Go through the material below and pull out every line containing the string "door". Copy each such line unchanged.

++++ Supplied material

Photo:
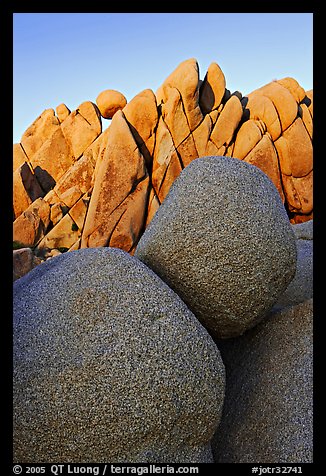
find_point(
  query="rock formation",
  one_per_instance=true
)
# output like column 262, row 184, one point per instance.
column 222, row 240
column 107, row 186
column 268, row 411
column 110, row 365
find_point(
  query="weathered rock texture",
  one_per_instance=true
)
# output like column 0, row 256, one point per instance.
column 124, row 173
column 222, row 240
column 268, row 409
column 110, row 365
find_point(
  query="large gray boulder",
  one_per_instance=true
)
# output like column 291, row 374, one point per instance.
column 222, row 240
column 301, row 287
column 110, row 365
column 268, row 408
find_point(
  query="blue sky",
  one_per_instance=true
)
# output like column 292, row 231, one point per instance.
column 72, row 57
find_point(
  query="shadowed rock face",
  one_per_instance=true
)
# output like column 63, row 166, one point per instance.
column 110, row 365
column 133, row 163
column 222, row 240
column 268, row 410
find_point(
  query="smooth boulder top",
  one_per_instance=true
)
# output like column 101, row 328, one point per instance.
column 222, row 240
column 109, row 102
column 110, row 365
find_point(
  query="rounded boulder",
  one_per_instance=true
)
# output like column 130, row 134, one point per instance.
column 110, row 365
column 109, row 102
column 223, row 242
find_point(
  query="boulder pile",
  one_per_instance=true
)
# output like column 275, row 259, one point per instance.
column 205, row 357
column 111, row 366
column 77, row 186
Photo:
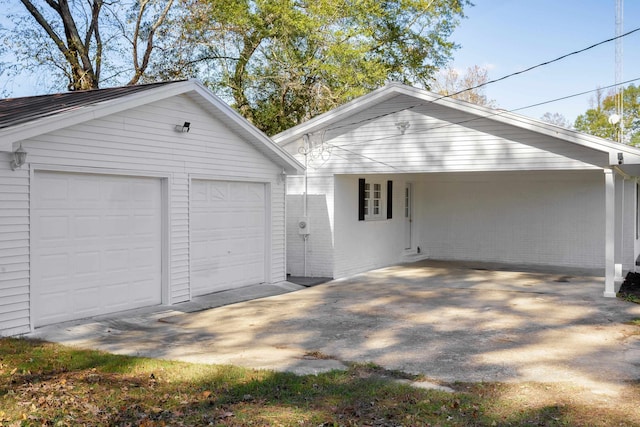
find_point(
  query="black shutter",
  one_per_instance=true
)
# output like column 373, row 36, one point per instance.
column 361, row 199
column 389, row 199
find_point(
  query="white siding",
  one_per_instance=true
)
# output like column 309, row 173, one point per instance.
column 432, row 144
column 439, row 141
column 14, row 248
column 319, row 244
column 138, row 142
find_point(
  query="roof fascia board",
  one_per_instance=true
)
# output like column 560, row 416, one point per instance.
column 505, row 117
column 101, row 109
column 524, row 122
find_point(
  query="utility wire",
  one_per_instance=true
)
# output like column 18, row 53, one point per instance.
column 497, row 113
column 493, row 81
column 542, row 64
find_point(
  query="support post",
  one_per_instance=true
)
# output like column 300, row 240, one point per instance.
column 610, row 233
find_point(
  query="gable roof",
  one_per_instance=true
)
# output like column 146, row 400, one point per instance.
column 22, row 118
column 400, row 97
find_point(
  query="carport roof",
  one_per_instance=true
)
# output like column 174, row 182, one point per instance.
column 400, row 97
column 23, row 118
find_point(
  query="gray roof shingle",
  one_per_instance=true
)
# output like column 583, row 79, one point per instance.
column 15, row 111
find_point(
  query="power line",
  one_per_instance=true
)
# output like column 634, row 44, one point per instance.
column 544, row 63
column 497, row 113
column 493, row 81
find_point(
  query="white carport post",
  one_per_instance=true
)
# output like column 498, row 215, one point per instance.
column 613, row 224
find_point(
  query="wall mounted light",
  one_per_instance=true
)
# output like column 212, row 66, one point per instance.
column 282, row 176
column 183, row 128
column 403, row 126
column 19, row 157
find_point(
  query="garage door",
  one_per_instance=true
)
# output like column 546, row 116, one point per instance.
column 227, row 235
column 96, row 245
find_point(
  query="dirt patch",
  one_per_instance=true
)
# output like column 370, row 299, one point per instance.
column 630, row 288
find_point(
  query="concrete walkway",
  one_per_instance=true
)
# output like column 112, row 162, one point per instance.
column 448, row 321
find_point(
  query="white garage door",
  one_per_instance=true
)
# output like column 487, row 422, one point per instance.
column 96, row 245
column 227, row 235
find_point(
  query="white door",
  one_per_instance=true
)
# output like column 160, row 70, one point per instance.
column 228, row 235
column 408, row 215
column 96, row 245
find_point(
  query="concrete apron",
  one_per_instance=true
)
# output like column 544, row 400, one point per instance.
column 449, row 321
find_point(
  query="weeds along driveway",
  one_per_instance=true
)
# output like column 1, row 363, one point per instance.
column 447, row 321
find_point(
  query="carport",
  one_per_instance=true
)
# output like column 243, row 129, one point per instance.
column 402, row 174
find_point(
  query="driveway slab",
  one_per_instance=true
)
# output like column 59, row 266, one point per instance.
column 449, row 321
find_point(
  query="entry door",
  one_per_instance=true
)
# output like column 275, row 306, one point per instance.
column 408, row 212
column 228, row 235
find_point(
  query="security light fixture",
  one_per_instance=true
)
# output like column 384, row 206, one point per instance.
column 183, row 128
column 403, row 126
column 19, row 157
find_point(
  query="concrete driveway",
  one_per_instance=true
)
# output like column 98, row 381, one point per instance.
column 448, row 321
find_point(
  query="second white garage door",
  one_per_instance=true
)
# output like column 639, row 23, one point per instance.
column 96, row 245
column 228, row 235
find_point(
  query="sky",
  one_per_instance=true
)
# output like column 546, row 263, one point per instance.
column 506, row 36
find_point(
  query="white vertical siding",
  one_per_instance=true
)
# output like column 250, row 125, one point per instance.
column 278, row 233
column 14, row 248
column 179, row 235
column 319, row 244
column 138, row 142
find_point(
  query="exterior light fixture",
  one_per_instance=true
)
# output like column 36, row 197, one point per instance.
column 183, row 128
column 403, row 126
column 19, row 157
column 282, row 176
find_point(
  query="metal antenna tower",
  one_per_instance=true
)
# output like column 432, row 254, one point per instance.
column 619, row 68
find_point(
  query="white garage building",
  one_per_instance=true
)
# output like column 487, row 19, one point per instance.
column 132, row 197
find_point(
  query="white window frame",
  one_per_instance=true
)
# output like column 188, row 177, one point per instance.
column 375, row 207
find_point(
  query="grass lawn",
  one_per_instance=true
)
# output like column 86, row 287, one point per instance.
column 49, row 384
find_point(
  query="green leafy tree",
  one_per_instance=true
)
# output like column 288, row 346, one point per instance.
column 595, row 121
column 83, row 43
column 449, row 82
column 281, row 62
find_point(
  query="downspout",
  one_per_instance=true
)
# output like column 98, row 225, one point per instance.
column 625, row 176
column 305, row 237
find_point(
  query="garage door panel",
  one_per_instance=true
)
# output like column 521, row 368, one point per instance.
column 98, row 251
column 227, row 235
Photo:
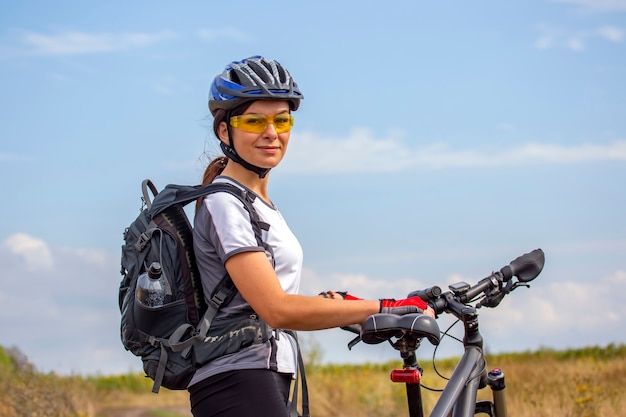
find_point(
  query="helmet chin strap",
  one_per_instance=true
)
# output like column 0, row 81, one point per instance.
column 231, row 153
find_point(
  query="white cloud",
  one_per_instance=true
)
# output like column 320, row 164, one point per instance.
column 34, row 252
column 72, row 304
column 362, row 152
column 553, row 37
column 598, row 5
column 59, row 306
column 71, row 43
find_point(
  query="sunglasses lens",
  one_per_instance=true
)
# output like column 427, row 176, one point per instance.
column 283, row 123
column 257, row 123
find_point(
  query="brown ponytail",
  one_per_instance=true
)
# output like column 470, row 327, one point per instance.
column 217, row 165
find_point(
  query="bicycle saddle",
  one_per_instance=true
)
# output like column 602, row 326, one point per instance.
column 380, row 327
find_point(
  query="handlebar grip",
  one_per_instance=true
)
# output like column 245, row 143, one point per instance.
column 526, row 267
column 427, row 294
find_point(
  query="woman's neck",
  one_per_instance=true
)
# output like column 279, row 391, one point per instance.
column 248, row 178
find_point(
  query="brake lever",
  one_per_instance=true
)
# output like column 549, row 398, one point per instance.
column 354, row 328
column 353, row 342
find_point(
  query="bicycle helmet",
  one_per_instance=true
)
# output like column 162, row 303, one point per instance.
column 251, row 79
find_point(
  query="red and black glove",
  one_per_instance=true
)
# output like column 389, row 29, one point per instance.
column 344, row 295
column 403, row 306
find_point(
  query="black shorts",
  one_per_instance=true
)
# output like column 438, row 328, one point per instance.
column 241, row 393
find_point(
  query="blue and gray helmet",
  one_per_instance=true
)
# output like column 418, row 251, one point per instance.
column 251, row 79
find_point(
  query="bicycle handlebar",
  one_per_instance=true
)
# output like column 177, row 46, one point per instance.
column 491, row 289
column 494, row 287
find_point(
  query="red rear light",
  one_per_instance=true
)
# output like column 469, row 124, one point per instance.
column 408, row 376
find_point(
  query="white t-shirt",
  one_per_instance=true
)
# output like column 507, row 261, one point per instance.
column 222, row 228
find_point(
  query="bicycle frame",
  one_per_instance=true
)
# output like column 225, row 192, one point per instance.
column 459, row 396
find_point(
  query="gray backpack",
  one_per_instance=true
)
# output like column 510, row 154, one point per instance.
column 171, row 340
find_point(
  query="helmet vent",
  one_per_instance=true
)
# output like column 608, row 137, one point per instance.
column 261, row 72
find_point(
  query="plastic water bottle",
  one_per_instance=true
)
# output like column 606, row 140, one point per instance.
column 152, row 287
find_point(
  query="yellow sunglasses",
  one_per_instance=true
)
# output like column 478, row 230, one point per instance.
column 257, row 123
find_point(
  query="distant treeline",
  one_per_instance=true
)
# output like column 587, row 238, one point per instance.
column 546, row 382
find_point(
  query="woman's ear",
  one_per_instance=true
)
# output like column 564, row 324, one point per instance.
column 222, row 131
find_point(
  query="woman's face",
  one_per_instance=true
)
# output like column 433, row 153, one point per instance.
column 265, row 149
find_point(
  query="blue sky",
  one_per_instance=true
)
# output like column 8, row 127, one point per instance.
column 437, row 141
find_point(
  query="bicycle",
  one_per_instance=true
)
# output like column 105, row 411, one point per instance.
column 405, row 334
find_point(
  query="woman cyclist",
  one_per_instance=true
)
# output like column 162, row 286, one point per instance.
column 252, row 102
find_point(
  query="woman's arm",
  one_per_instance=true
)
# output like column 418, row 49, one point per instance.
column 257, row 282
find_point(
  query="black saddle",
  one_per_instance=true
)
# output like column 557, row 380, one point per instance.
column 380, row 327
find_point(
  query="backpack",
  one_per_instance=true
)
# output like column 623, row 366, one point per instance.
column 175, row 339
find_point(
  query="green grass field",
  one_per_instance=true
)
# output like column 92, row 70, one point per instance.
column 585, row 382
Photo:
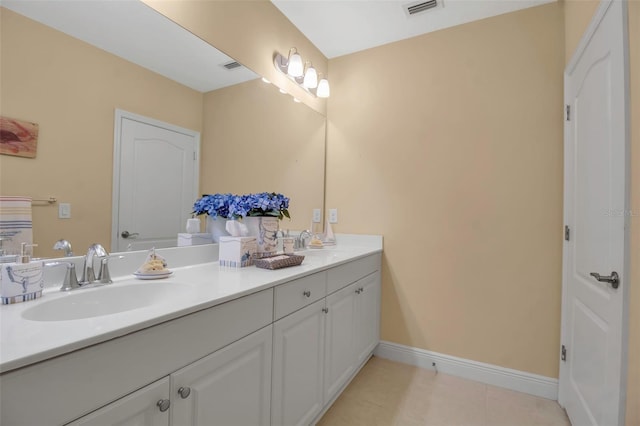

++++++++

Expected answer –
  query="garage door",
  query="white garage door",
  query="white door",
  query="entry door",
  query="second white garage door",
  query="garage door panel",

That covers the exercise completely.